## Listing
▬▬▬▬▬▬

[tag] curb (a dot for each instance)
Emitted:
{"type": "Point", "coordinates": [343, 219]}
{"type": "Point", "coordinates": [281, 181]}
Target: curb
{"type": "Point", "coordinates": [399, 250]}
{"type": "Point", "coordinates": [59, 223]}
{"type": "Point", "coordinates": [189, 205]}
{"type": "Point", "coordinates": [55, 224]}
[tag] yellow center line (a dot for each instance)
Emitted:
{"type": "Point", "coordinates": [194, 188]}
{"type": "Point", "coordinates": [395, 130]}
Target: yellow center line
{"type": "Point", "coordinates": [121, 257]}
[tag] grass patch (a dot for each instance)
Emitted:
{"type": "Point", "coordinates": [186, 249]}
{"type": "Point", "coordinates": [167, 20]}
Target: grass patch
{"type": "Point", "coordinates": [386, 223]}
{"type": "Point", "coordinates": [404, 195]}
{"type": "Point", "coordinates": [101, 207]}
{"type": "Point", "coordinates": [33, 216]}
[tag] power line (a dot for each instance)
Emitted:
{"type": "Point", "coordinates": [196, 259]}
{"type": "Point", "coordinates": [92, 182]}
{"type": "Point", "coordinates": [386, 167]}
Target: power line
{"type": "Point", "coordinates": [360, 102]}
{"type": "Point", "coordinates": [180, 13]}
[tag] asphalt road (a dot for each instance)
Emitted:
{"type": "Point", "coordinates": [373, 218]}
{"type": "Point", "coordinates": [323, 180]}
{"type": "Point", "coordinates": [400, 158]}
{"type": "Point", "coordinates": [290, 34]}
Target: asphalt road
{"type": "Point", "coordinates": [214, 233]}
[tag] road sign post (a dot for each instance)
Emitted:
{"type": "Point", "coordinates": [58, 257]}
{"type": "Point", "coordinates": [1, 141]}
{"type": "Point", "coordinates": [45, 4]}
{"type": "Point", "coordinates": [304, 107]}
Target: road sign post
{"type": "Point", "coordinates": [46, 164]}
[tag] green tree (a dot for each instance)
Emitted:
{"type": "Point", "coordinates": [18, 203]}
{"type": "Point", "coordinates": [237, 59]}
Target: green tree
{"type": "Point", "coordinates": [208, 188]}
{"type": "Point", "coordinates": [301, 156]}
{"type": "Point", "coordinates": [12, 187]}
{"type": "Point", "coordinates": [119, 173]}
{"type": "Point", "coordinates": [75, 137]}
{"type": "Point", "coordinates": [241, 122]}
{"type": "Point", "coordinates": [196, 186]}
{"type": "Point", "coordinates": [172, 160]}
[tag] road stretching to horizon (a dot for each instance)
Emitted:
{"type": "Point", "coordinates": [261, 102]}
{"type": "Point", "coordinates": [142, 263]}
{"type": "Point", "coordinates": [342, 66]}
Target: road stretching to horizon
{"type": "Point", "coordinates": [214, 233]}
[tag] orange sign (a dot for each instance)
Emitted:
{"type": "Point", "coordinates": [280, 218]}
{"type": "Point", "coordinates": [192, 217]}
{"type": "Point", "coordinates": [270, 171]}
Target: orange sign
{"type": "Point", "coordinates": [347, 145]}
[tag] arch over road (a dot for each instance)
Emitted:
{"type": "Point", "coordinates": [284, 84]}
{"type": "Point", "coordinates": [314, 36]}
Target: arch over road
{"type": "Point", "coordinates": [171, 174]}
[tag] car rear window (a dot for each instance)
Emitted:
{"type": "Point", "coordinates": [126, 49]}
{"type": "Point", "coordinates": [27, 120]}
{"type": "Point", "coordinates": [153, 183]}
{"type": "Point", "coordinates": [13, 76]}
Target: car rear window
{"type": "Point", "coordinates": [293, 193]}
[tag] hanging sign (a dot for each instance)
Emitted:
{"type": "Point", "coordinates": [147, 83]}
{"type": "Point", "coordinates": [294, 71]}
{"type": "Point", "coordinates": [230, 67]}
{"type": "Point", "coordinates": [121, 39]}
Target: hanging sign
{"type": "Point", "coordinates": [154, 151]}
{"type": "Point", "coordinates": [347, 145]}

▬▬▬▬▬▬

## Requirement
Can you put every line of the entries above into a Markdown table with a Row column for the row number and a Line column for the line, leaving out any blank lines?

## Finished task
| Row | Line |
|---|---|
| 1 | [tag] curb (a dot for each instance) |
| 2 | Emitted: |
| 3 | {"type": "Point", "coordinates": [343, 219]} |
| 4 | {"type": "Point", "coordinates": [281, 181]} |
| 5 | Target: curb |
| 6 | {"type": "Point", "coordinates": [399, 250]} |
| 7 | {"type": "Point", "coordinates": [59, 223]} |
| 8 | {"type": "Point", "coordinates": [189, 205]} |
| 9 | {"type": "Point", "coordinates": [55, 224]} |
| 10 | [tag] yellow center line (a dot for each instance) |
| 11 | Emitted: |
| 12 | {"type": "Point", "coordinates": [194, 188]} |
| 13 | {"type": "Point", "coordinates": [395, 130]} |
| 14 | Target: yellow center line |
| 15 | {"type": "Point", "coordinates": [121, 257]} |
| 16 | [tag] grass patch (a dot for each instance) |
| 17 | Emitted: |
| 18 | {"type": "Point", "coordinates": [186, 249]} |
| 19 | {"type": "Point", "coordinates": [167, 20]} |
| 20 | Target: grass patch |
| 21 | {"type": "Point", "coordinates": [386, 223]} |
| 22 | {"type": "Point", "coordinates": [404, 195]} |
| 23 | {"type": "Point", "coordinates": [101, 207]} |
| 24 | {"type": "Point", "coordinates": [33, 216]} |
| 25 | [tag] power line (a dot for each instance) |
| 26 | Emitted: |
| 27 | {"type": "Point", "coordinates": [196, 259]} |
| 28 | {"type": "Point", "coordinates": [92, 182]} |
| 29 | {"type": "Point", "coordinates": [386, 167]} |
| 30 | Target: power line |
| 31 | {"type": "Point", "coordinates": [360, 102]} |
| 32 | {"type": "Point", "coordinates": [180, 13]} |
| 33 | [tag] asphalt road (a dot for each instance) |
| 34 | Emitted: |
| 35 | {"type": "Point", "coordinates": [373, 218]} |
| 36 | {"type": "Point", "coordinates": [323, 180]} |
| 37 | {"type": "Point", "coordinates": [400, 158]} |
| 38 | {"type": "Point", "coordinates": [290, 34]} |
| 39 | Target: asphalt road |
| 40 | {"type": "Point", "coordinates": [214, 233]} |
| 41 | [tag] road sign post (a dot for each instance) |
| 42 | Emitted: |
| 43 | {"type": "Point", "coordinates": [58, 257]} |
| 44 | {"type": "Point", "coordinates": [1, 141]} |
| 45 | {"type": "Point", "coordinates": [45, 4]} |
| 46 | {"type": "Point", "coordinates": [304, 107]} |
| 47 | Target: road sign post |
| 48 | {"type": "Point", "coordinates": [46, 164]} |
| 49 | [tag] green tree (a dot for each instance) |
| 50 | Emitted: |
| 51 | {"type": "Point", "coordinates": [18, 203]} |
| 52 | {"type": "Point", "coordinates": [237, 59]} |
| 53 | Target: green tree |
| 54 | {"type": "Point", "coordinates": [208, 188]} |
| 55 | {"type": "Point", "coordinates": [301, 156]} |
| 56 | {"type": "Point", "coordinates": [12, 187]} |
| 57 | {"type": "Point", "coordinates": [119, 173]} |
| 58 | {"type": "Point", "coordinates": [75, 137]} |
| 59 | {"type": "Point", "coordinates": [241, 122]} |
| 60 | {"type": "Point", "coordinates": [196, 186]} |
| 61 | {"type": "Point", "coordinates": [172, 160]} |
| 62 | [tag] road stretching to horizon (a dot for each instance) |
| 63 | Emitted: |
| 64 | {"type": "Point", "coordinates": [261, 102]} |
| 65 | {"type": "Point", "coordinates": [142, 263]} |
| 66 | {"type": "Point", "coordinates": [342, 66]} |
| 67 | Target: road stretching to horizon |
| 68 | {"type": "Point", "coordinates": [214, 233]} |
| 69 | [tag] orange sign (a dot for each instance) |
| 70 | Emitted: |
| 71 | {"type": "Point", "coordinates": [280, 218]} |
| 72 | {"type": "Point", "coordinates": [192, 217]} |
| 73 | {"type": "Point", "coordinates": [270, 171]} |
| 74 | Target: orange sign |
| 75 | {"type": "Point", "coordinates": [347, 145]} |
| 76 | [tag] arch over road (a dot for each instance) |
| 77 | Emitted: |
| 78 | {"type": "Point", "coordinates": [284, 84]} |
| 79 | {"type": "Point", "coordinates": [314, 36]} |
| 80 | Target: arch over road |
| 81 | {"type": "Point", "coordinates": [171, 174]} |
| 82 | [tag] car rear window (a dot for each instance) |
| 83 | Emitted: |
| 84 | {"type": "Point", "coordinates": [126, 49]} |
| 85 | {"type": "Point", "coordinates": [27, 120]} |
| 86 | {"type": "Point", "coordinates": [153, 183]} |
| 87 | {"type": "Point", "coordinates": [13, 76]} |
| 88 | Target: car rear window |
| 89 | {"type": "Point", "coordinates": [293, 193]} |
| 90 | [tag] hanging sign (a dot for each instance) |
| 91 | Emitted: |
| 92 | {"type": "Point", "coordinates": [147, 83]} |
| 93 | {"type": "Point", "coordinates": [294, 71]} |
| 94 | {"type": "Point", "coordinates": [230, 67]} |
| 95 | {"type": "Point", "coordinates": [121, 39]} |
| 96 | Target: hanging sign |
| 97 | {"type": "Point", "coordinates": [154, 151]} |
| 98 | {"type": "Point", "coordinates": [347, 145]} |